> **Excerpt**
· · · · · · ·

Guzman v. Mem’l Hermann Hosp. Sys. (Summary)

EMTALA

Guzman v. Mem’l Hermann Hosp. Sys., No. 09-20780 (5th Cir. Feb. 1, 2011)

The Fifth Circuit U.S. Court of Appeals affirmed a grant of summary judgment in favor of a hospital in a suit brought by the parents of a patient alleging that the hospital failed to fulfill its obligation under the Emergency Medical Treatment and Active Labor Act (“EMTALA”) to screen for an emergency medical condition.

A patient was diagnosed with septic shock, which caused organ injury, the morning after he had been discharged from the defendant hospital’s emergency room having been diagnosed at that time with a virus. The parents alleged that the hospital had failed to provide their son with an appropriate screening exam prior to discharging him, evidenced by the physician’s failure to read one critical lab value, to order a urinalysis, or to take the child’s vital signs within one hour of discharge. EMTALA requires a screening examination that the hospital would have offered any other patient in a similar condition with similar symptoms.

· · · · · · ·

> **Recorded information**
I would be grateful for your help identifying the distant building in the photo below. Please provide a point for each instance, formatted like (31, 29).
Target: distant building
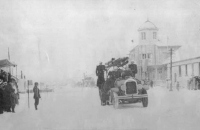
(150, 54)
(185, 65)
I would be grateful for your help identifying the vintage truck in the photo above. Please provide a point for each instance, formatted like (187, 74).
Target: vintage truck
(121, 88)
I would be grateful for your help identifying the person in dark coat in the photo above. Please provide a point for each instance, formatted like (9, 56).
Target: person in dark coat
(151, 83)
(133, 68)
(13, 98)
(36, 96)
(1, 95)
(100, 73)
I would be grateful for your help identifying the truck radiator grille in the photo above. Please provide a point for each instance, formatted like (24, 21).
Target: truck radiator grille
(131, 88)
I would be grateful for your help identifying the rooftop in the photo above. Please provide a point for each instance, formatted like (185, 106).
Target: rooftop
(148, 26)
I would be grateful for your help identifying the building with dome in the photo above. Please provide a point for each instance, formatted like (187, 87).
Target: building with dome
(150, 54)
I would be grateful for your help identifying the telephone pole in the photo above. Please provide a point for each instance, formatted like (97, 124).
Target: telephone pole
(170, 69)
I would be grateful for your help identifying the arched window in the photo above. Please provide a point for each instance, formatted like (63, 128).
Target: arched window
(143, 35)
(154, 35)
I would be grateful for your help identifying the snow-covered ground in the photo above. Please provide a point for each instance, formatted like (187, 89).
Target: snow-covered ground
(76, 108)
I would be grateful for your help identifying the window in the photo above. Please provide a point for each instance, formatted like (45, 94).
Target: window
(154, 35)
(199, 68)
(143, 56)
(186, 70)
(143, 35)
(179, 71)
(192, 69)
(174, 77)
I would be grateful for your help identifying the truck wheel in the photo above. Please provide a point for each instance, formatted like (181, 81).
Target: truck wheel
(145, 102)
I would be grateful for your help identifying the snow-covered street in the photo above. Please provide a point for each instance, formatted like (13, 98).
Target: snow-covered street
(77, 108)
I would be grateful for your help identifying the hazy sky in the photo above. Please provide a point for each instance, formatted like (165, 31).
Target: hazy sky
(74, 35)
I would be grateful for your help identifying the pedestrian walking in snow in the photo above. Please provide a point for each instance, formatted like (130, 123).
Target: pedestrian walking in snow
(14, 99)
(36, 95)
(151, 83)
(177, 86)
(1, 95)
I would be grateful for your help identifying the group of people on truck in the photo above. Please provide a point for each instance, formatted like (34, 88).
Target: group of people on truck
(8, 95)
(105, 86)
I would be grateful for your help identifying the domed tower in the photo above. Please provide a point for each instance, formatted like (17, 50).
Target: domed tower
(148, 33)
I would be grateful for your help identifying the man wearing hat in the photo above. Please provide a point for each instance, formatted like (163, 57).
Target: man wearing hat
(36, 95)
(133, 68)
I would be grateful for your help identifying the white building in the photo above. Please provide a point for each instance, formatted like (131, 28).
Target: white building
(150, 54)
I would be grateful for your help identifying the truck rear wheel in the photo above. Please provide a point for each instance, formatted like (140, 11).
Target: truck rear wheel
(115, 101)
(144, 100)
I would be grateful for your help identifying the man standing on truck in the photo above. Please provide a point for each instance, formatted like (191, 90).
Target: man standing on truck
(100, 73)
(133, 68)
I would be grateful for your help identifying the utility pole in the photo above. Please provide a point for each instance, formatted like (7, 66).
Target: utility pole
(170, 69)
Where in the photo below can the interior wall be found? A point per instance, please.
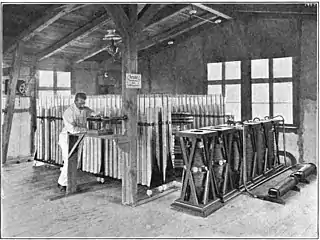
(308, 93)
(90, 77)
(182, 68)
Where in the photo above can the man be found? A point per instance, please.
(74, 120)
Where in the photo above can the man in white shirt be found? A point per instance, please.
(74, 120)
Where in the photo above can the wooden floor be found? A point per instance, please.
(29, 210)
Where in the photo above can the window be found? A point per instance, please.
(54, 83)
(272, 88)
(225, 78)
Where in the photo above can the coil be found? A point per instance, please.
(249, 154)
(271, 148)
(199, 176)
(261, 149)
(218, 164)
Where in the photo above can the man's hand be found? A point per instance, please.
(96, 114)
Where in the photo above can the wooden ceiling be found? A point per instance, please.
(75, 31)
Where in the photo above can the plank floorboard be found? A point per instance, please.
(28, 212)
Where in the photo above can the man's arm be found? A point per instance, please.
(70, 123)
(91, 112)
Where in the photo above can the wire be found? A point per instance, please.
(193, 15)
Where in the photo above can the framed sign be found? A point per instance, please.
(133, 80)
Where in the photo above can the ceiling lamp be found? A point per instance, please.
(112, 35)
(192, 11)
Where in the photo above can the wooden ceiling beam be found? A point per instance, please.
(119, 17)
(93, 52)
(51, 15)
(75, 36)
(167, 17)
(211, 10)
(182, 28)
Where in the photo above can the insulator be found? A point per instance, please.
(261, 149)
(198, 176)
(218, 172)
(235, 156)
(249, 154)
(217, 154)
(271, 148)
(275, 142)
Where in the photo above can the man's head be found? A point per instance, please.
(80, 100)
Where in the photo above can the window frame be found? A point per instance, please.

· · · · · · ·

> **Exercise goal**
Continue the Guzman v. Memorial Hermann case summary from the point where it stops.

> **Answer to the exercise**
The court found that the hospital’s triage guidelines had not been violated and weren’t applicable to this patient as he had been promptly seen by a physician. The court also held that the parents had failed to produce evidence showing that it was the hospital’s policy that physicians would not discharge patients with symptoms like that of the patient until after the physician read all results of ordered tests, thus failing to show that the patient was screened differently from other patients. The parents had also failed to present evidence that the hospital’s failure to take the patient’s vital signs within one hour of his discharge, but instead 2.5 hours before discharge, was in compliance with the hospital’s nursing policy and was not a substantial deviation from the hospital’s medical policy as required for an EMTALA violation. As such, the court affirmed the order granting summary judgment in favor of the hospital.